*What you are asked to do:* How would the passage on body characteristics and somatotypes go on after its last sentence? Write a continuation that picks up directly from that point.
══ Passage for review ══
Various characteristics

Various characteristics like musculoskeletal leverage, flexibility, hormonal and energy levels, and injuries play an important role on the choices for training. For example, an injury at the back might mean that exercises like row or squat cannot be done with free weights. Reduced flexibility might mean restricted range of motion in some exercises. When designing the training program, all characteristics have to be taken into account. The differences among the people also show that the absolute numbers are of secondary importance and individuals should focus on their physical characteristics.

Somatotypes

In the ‘40s, American psychologist William Herbert Sheldon, categorized the human physique according to the relative contribution of three fundamental elements, somatotypes, named after the three germ layers of embryonic development: the endoderm (develops into the digestive tract), the mesoderm (becomes muscle, heart and blood vessels), and the ectoderm (forms the skin and nervous system). His target was prediction of personality traits based on one's general appearance. It had nothing to do with actual physical improvement. In his 1954 book, Atlas of Men, Sheldon categorized all possible body types according to a scale ranging from 1 to 7 for each of the three “somatotypes”, where the pure “endomorph” was 7-1-1, the pure “mesomorph” 1-7-1 and the pure “ectomorph” 1-1-7. The visual methodology was later developed in equations, which are used in the sports world (Carter and Heath 1990). Based on these equations:

The mesomorphy is given by the following equation (Height, H, in cm):

Mesomorphy = 0.858 × humerus width + 0.061 × femur width + 0.188 × upper arm + 0.161 × calf - 0.131 × H + 4.5

Humerus width is the width between the medial and lateral epicondyles of the humerus when shoulder and elbow are at 90 degrees. Femur width is the greatest distance between the lateral and medial epicondyles with the knee bent at a right angle of the femur. The rest of the measurements should be taken as explained in Table 2.1. For more details see Carter and Heath (1990).
═══
══ Records ══
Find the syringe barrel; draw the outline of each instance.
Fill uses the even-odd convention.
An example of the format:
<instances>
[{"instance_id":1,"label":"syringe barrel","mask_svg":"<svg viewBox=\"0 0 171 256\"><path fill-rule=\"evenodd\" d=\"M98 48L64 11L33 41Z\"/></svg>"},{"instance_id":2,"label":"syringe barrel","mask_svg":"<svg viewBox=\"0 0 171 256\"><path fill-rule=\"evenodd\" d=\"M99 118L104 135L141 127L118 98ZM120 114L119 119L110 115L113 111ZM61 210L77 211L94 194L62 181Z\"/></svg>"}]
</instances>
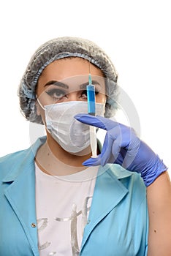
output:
═══
*Written response:*
Based on this equation a person can check the current mesomorphy index and can also estimate the maximum (future) index based on the maximum achievable arm and calf sizes (as will be given in Table 3.3).

According to a study on twins (Peeters et al. 2007), additive genetic sources of variance in men explained 28.0%, 86.3% and 66.5% for endomorphy, mesomorphy and ectomorphy, respectively. For women, the corresponding values were 32.3%, 82.0% and 70.1%. Thus, mesomorphy and ectomorphy have high heritability, whereas endomorphy, which represents a relative measure of fat, does not. Thus, improvements of mesomorphy with exercise are relatively small.

Bodybuilders were found to have high mesomorphy (Fry et al. 1991, Ackland et al. 2008, Nikbakhsh et al. 2013) (>6). Endomorphy and ectomoprphy were very low (<1), thus the fat mass was very low and the muscle mass very high compared to height.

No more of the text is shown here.